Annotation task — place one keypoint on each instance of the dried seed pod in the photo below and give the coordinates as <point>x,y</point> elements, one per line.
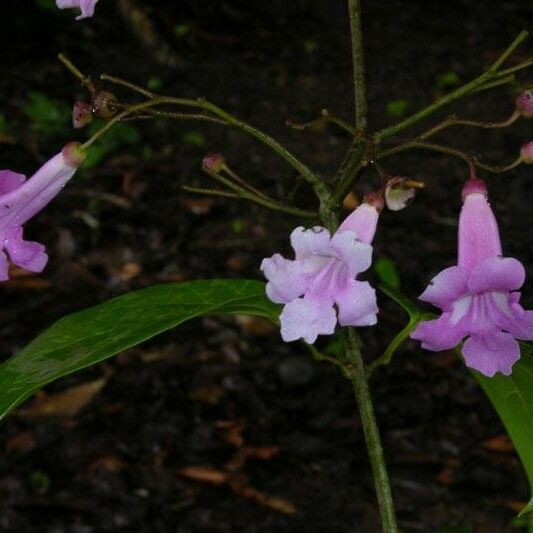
<point>213,162</point>
<point>399,192</point>
<point>82,114</point>
<point>104,104</point>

######

WHAT NEEDS TO BE DONE: Render each line of the records above as a JSON list of strings, one string per line, with blank lines skipped and the pictures left out.

RESULT:
[
  "Annotation task — place one keypoint on each instance of the dried seed pod in the photo below and give the coordinates as <point>x,y</point> elements, one per line.",
  "<point>213,162</point>",
  "<point>399,192</point>",
  "<point>82,114</point>",
  "<point>104,104</point>"
]